TASK DIRECTIONS: Return each line below that contains the word "pixel", matching case exactly.

LISTING:

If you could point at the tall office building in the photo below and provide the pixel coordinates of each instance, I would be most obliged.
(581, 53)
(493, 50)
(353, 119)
--
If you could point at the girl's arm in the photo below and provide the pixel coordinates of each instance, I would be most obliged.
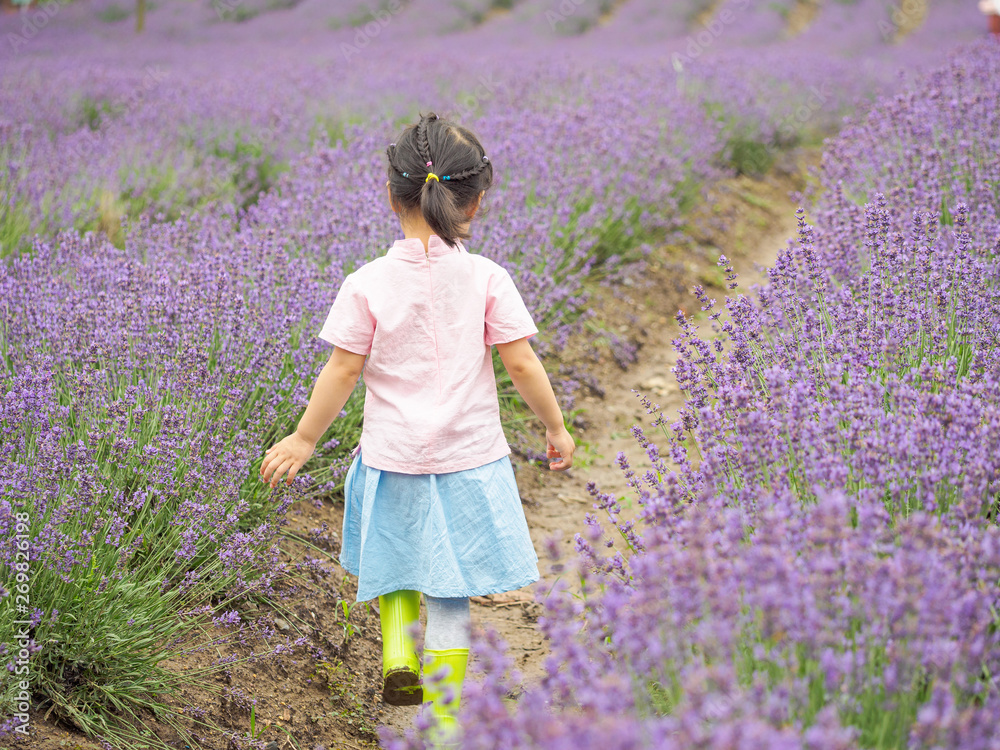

WRITTEN ANSWER:
If you could point at the tall office building in the photo below and provide the pixel coordinates of each instance, I would be most obliged.
If you could point at the girl's arm in the photo below and provide the pixel coordinates of each instance, I would be most obliged.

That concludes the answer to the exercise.